- Request -
Carry on the forum post about planning a set of investment portfolios, picking up right after its last sentence.

- Selected extract -
☆ ☆ ☆ ☆ ☆
FTW and CanOz. Yeah I have a fair idea of what I want. The end game would be to have a group of portfolios that either generate enough to live off to or form a substantial part of my income in the future. I enjoy watching the markets but don’t want to be tied to the computer all day every day. Ideally (this is likely to change as I am still learning so much at the moment) I would like to have something like a long term growth portfolio, a system/s based portfolio/s and a speculative portfolio to satisfy the gambler inside of me. 

So now I need to answer the question that you have put up Can Oz. I can rule out multiple strategies for now as I do not have a capital. So the question becomes which strategy do I start with that will allow me to have multiple strategies in the future?

Springhill. Must not use sarcasim when typing, I was deinately not offended by what tech wrote. I enjoy his banter and look forward to learning enough I can have a comeback of my own.

Qldfrog. Good stuff you have probably identified a few things that will save me money and time in the future. If I got lucky the first time with a punt it might have cost me years.
☆ ☆ ☆ ☆ ☆
[Extracted records]

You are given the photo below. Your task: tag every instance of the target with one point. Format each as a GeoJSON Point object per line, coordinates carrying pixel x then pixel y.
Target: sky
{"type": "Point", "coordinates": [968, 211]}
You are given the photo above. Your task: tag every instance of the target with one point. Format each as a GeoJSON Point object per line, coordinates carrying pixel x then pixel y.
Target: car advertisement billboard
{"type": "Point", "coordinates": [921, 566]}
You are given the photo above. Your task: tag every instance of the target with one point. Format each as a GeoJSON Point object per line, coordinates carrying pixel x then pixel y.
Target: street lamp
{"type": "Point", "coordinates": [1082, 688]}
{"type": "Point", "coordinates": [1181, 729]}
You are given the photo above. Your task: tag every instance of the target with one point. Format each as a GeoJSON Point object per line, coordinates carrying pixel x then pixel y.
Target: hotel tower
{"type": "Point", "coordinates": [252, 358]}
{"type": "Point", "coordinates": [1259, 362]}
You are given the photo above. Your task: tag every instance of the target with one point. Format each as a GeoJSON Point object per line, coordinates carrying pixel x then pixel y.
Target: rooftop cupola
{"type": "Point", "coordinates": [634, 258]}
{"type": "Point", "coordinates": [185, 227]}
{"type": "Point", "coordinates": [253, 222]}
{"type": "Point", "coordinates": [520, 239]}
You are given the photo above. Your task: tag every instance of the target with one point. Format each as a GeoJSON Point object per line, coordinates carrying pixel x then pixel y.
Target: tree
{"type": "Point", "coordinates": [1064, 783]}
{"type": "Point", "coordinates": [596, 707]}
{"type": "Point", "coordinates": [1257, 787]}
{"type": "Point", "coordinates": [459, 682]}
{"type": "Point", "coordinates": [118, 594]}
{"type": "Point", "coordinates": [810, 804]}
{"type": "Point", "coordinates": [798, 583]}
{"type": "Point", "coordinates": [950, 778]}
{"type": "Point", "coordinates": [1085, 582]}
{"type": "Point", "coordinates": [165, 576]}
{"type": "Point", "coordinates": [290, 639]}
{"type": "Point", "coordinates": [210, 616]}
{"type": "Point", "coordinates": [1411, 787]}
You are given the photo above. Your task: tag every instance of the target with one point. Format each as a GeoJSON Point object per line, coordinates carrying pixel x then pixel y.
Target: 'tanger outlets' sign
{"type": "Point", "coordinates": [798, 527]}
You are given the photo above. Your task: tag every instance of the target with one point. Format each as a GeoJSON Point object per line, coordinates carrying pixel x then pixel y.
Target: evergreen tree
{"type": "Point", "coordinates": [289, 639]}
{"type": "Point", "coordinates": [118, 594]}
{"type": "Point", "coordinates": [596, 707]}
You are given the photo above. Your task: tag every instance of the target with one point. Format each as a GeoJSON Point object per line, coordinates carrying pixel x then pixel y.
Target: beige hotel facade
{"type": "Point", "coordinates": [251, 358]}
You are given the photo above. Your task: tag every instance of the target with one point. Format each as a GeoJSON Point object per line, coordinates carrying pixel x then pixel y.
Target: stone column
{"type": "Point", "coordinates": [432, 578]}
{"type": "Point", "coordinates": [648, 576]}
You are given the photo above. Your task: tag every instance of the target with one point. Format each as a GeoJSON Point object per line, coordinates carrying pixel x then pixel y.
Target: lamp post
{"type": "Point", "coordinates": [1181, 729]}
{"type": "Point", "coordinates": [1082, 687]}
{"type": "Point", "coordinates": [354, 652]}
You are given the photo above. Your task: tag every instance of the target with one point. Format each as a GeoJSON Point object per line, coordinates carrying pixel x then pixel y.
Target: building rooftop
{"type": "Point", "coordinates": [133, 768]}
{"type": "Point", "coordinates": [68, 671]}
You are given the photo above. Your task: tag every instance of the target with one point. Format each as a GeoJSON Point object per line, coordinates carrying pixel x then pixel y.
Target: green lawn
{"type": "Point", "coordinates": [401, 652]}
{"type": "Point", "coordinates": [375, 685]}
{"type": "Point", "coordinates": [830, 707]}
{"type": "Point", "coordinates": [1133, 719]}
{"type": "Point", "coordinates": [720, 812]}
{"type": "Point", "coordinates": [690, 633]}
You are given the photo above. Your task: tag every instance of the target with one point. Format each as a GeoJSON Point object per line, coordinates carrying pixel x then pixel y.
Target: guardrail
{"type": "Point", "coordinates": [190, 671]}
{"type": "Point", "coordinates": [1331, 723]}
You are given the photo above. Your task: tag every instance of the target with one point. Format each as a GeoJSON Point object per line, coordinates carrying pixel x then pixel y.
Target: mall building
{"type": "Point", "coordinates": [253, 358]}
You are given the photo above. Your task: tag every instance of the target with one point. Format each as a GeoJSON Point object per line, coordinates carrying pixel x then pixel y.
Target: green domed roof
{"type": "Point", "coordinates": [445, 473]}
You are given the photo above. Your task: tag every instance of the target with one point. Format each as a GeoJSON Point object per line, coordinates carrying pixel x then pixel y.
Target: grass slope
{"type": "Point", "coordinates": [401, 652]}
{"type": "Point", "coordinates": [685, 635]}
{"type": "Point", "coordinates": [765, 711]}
☆ ☆ ☆ ☆ ☆
- Task answer -
To the conversation regarding gut feel, looks like I will have to do some serious self reflection. Although as soon as real money is in play it will probably blow all the nice little theories that I have out of the water.

Peter you make some very good points and it sure seems my initial approach was wrong, or at best wrong for someone with experience and bankroll.

TH and tech, I actually find your banter pretty entertaining so I take it all with a grain of salt, especially there are some nuggets of gold in there. Plus hopefully ill get to stage where I can reply with something equally as witty/smart assy.

I have read many many of your posts and will continue to do so. I don’t think you will answer some of my question anyway but I am sure my answers will be in there somewhere. 

I would a reply to this one. If trading is a zero some game and if its not id love and explanation to how it is not. I would think it is more like 99.5% are losers?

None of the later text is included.